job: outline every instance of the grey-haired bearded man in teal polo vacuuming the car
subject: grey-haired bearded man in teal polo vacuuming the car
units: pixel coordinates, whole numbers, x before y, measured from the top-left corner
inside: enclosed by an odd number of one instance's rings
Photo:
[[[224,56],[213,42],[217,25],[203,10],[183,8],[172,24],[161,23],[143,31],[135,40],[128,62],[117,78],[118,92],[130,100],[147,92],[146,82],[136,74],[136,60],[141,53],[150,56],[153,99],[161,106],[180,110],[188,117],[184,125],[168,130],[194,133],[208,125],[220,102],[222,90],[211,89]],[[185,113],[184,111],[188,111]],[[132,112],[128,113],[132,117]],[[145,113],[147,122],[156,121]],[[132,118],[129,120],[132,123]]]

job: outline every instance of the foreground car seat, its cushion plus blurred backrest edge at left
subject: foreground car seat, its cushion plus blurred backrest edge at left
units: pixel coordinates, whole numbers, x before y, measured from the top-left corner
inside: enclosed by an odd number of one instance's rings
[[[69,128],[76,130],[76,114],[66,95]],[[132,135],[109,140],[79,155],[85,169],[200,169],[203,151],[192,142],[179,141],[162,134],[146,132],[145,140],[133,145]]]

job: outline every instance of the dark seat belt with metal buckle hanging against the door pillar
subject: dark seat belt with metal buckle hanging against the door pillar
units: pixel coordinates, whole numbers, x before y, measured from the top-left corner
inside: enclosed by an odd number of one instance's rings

EXERCISE → When a line in the data above contains the string "metal", copy that line.

REPLY TO THE TASK →
job: outline every instance of the dark seat belt with metal buckle hanging against the door pillar
subject: dark seat belt with metal buckle hanging against the door pillar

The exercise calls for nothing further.